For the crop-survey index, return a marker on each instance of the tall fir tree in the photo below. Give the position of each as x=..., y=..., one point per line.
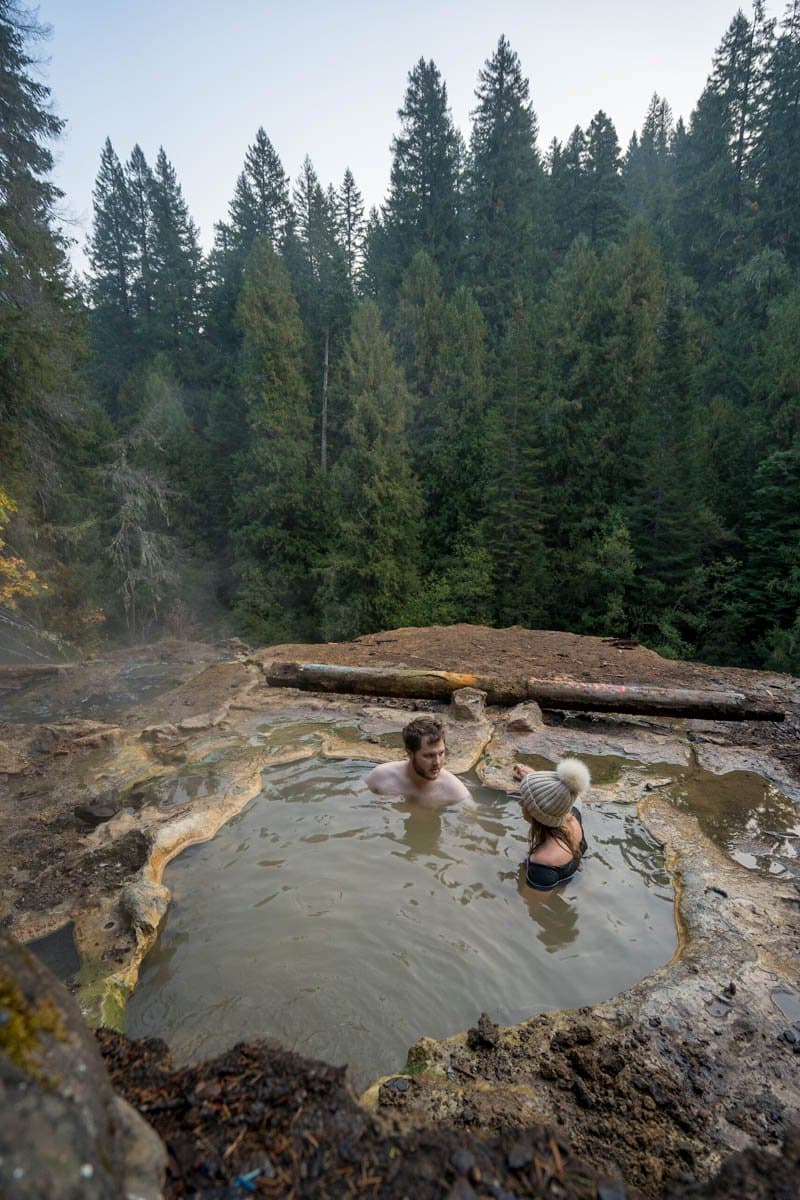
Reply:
x=603, y=209
x=112, y=259
x=260, y=204
x=319, y=275
x=422, y=209
x=566, y=169
x=777, y=148
x=272, y=513
x=370, y=577
x=178, y=283
x=513, y=484
x=260, y=208
x=716, y=209
x=505, y=198
x=350, y=226
x=140, y=184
^^^^
WHAT IS NEEDED: Put the records above into a two-column CSV with the headers "instruction" and "response", one row per record, with each record's text and its answer in a quoted field and line breaks replaced by spaces. Leave the pictures out.

THE RESULT:
instruction,response
"For the crop-survey index, return a marker on each instance of the tall fir tree in the photo below. Give the position of each as x=..., y=..., one point per line. Reply:","x=603, y=209 x=112, y=259 x=260, y=204 x=319, y=275 x=422, y=209 x=566, y=169 x=777, y=148 x=272, y=513 x=370, y=577 x=178, y=283 x=513, y=484 x=260, y=208 x=716, y=209 x=505, y=198 x=350, y=226 x=140, y=184"